SOAL LATIHAN
Tulis ulang seluruh item di bawah ini kata demi kata, tanpa mengubah satu huruf pun.

DATA SUMBER
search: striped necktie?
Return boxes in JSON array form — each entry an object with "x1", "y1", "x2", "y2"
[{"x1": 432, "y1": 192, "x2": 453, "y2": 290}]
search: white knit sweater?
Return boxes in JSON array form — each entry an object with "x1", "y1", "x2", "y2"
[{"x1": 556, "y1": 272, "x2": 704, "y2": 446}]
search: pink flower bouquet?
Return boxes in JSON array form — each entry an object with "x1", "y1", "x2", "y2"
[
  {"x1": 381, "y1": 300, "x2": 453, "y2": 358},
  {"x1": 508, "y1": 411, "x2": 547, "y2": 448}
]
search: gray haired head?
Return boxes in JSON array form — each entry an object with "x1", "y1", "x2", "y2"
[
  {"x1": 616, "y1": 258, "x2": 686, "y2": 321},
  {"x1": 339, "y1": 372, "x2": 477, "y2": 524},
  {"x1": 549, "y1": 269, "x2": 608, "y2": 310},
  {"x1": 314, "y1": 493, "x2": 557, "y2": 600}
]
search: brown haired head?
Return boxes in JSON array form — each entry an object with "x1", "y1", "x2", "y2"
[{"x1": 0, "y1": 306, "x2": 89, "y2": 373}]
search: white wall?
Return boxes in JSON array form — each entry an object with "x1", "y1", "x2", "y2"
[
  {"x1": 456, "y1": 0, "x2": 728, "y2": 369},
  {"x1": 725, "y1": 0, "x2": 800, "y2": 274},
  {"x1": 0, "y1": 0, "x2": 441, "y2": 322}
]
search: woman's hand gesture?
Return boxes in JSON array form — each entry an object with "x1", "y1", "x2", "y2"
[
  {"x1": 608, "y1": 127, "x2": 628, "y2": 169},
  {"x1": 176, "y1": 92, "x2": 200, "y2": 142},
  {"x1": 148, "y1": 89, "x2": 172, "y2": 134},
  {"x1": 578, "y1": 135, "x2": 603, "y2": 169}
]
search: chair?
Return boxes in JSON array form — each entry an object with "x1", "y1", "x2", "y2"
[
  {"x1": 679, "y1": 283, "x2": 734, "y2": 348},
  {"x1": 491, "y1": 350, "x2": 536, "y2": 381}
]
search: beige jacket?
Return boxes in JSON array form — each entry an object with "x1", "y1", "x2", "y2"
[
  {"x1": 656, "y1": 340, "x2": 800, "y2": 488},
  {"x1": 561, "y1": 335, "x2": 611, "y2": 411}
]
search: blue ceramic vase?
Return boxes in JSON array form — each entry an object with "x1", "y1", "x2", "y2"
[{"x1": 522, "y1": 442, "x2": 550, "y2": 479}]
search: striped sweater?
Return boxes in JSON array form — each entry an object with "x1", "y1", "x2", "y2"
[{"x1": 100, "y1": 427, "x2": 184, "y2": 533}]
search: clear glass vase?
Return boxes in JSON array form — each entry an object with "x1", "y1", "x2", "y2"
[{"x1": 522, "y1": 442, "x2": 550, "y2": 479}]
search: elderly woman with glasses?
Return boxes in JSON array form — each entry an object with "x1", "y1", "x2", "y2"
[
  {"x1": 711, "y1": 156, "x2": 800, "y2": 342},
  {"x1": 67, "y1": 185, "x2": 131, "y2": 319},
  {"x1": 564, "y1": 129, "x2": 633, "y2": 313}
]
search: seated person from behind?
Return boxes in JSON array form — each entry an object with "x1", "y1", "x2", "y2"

JAWABAN LATIHAN
search: striped necktie?
Return boxes in JSON array form — each entry an object with "x1", "y1", "x2", "y2"
[{"x1": 432, "y1": 192, "x2": 453, "y2": 290}]
search: white knit sweater?
Return boxes in JSON array form — each entry an object with "x1", "y1", "x2", "y2"
[{"x1": 556, "y1": 272, "x2": 704, "y2": 446}]
search: pink flower bouquet?
Return boxes in JSON array form — each entry an object with "x1", "y1", "x2", "y2"
[
  {"x1": 381, "y1": 300, "x2": 453, "y2": 358},
  {"x1": 508, "y1": 411, "x2": 547, "y2": 448}
]
search: gray haired head?
Return boxes in JSON array form — each entry an object with "x1", "y1", "x2", "y2"
[
  {"x1": 616, "y1": 258, "x2": 686, "y2": 321},
  {"x1": 339, "y1": 372, "x2": 477, "y2": 524},
  {"x1": 549, "y1": 269, "x2": 608, "y2": 310},
  {"x1": 314, "y1": 493, "x2": 557, "y2": 600}
]
search: brown haired head?
Return boxes in JSON array form — each entry an object with "x1", "y1", "x2", "y2"
[{"x1": 0, "y1": 306, "x2": 89, "y2": 373}]
search: white wall?
Return boxes in JSON array form — each entry an object with "x1", "y1", "x2", "y2"
[
  {"x1": 456, "y1": 0, "x2": 728, "y2": 369},
  {"x1": 725, "y1": 0, "x2": 800, "y2": 274},
  {"x1": 0, "y1": 0, "x2": 441, "y2": 322}
]
search: woman's hand gesture?
Return boxes in JSON array form — each entry an object with "x1", "y1", "x2", "y2"
[
  {"x1": 608, "y1": 127, "x2": 628, "y2": 169},
  {"x1": 176, "y1": 92, "x2": 200, "y2": 142},
  {"x1": 148, "y1": 89, "x2": 172, "y2": 134},
  {"x1": 578, "y1": 135, "x2": 603, "y2": 169}
]
search: chair?
Return boxes in JSON array form — each entry an object with "x1", "y1", "x2", "y2"
[
  {"x1": 679, "y1": 283, "x2": 734, "y2": 348},
  {"x1": 491, "y1": 350, "x2": 536, "y2": 381}
]
search: beige jacket?
Return boxes in JSON array form — each entry an object with "x1", "y1", "x2", "y2"
[
  {"x1": 656, "y1": 340, "x2": 800, "y2": 488},
  {"x1": 561, "y1": 335, "x2": 611, "y2": 411}
]
search: blue ceramic vase?
Return boxes in JSON array form — each entry an object with "x1", "y1", "x2", "y2"
[{"x1": 522, "y1": 442, "x2": 550, "y2": 479}]
search: striped sweater?
Return boxes in JSON array form — each entry an object with "x1", "y1", "x2", "y2"
[{"x1": 100, "y1": 427, "x2": 184, "y2": 533}]
search: clear glass vase?
Return boxes in JSON array form — each entry an object with "x1", "y1", "x2", "y2"
[{"x1": 522, "y1": 442, "x2": 550, "y2": 479}]
search: elderly woman with glasses?
Return boxes in JSON array form — each entry an object with "x1", "y1", "x2", "y2"
[
  {"x1": 711, "y1": 156, "x2": 800, "y2": 342},
  {"x1": 67, "y1": 185, "x2": 131, "y2": 319},
  {"x1": 564, "y1": 129, "x2": 633, "y2": 313}
]
search: seated person from behind?
Return boxes in JSON array form — each entry an object with "x1", "y1", "x2", "y2"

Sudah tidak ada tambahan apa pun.